* begin Task data *

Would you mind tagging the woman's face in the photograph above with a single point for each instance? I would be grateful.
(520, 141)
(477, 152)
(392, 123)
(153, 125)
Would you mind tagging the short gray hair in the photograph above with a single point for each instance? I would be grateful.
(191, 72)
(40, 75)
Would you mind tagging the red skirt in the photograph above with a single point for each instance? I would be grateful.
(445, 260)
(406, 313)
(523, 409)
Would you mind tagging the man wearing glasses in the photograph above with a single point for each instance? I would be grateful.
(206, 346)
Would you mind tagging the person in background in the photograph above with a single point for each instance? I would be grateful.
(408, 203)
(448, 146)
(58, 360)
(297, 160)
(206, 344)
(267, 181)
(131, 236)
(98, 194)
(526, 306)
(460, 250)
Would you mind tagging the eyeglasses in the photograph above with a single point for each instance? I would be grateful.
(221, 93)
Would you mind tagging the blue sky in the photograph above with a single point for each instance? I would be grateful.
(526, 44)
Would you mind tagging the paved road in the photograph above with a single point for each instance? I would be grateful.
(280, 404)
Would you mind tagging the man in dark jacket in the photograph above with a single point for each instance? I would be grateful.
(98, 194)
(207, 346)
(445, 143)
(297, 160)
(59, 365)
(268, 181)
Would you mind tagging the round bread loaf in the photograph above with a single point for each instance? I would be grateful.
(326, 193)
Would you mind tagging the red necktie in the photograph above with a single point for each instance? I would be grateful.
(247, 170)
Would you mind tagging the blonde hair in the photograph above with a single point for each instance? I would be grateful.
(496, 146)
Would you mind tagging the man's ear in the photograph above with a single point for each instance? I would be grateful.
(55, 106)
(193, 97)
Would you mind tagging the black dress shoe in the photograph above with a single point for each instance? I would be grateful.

* end Task data *

### Set task
In all the records above, swap "a single point" for "one point" and leave everything else as it is.

### Written response
Would you mind tagging the woman's face in the photograph above with one point for each instance? I would be grateful.
(520, 141)
(477, 152)
(392, 123)
(153, 125)
Would you mind tagging the short gray hair in the photograph above with one point for each instance? I would be grateful.
(191, 72)
(40, 75)
Would you mind tagging the red skirt in the photograph above with one point for each instance? I would be grateful.
(445, 260)
(406, 313)
(523, 409)
Would you mind tagging the man wearing glasses in the photograph above with one point for each instance? I would be grateful.
(206, 346)
Would you mind tagging the person in background in the photograph above with one point for each instance? I would be grateful.
(408, 203)
(448, 146)
(58, 360)
(297, 160)
(206, 344)
(267, 181)
(131, 236)
(98, 194)
(526, 306)
(460, 250)
Would you mind tagging the eyeglasses in the photograph above with one point for each instance? I would be grateful.
(221, 93)
Would you mind tagging the blue sky in the photograph above with one point for each instance? I would be grateful.
(526, 44)
Would you mind tagging the paved road in the photograph above with one point for each instance? I would be grateful.
(280, 404)
Would you mind tagging the man in dark jacket in the photograph above with one point for each instance? I would be grateful.
(98, 194)
(207, 346)
(445, 143)
(297, 160)
(59, 365)
(268, 181)
Would you mind tagging the round bread loaf in the photograph above with one point for each instance? I would be grateful.
(326, 193)
Would you mind tagging the red necktie in the photograph above with one point for each instance? I would be grateful.
(247, 170)
Would you mind tagging the blonde hair in the photograph above with one point for each instance? I would be grateful.
(496, 146)
Would you mind tagging the man's ear in the photograph above with one point for each instance? I would be grateful.
(55, 106)
(193, 97)
Would you mind tagging the black dress shoe in the photograph above with one point for each instance? I would be grateful.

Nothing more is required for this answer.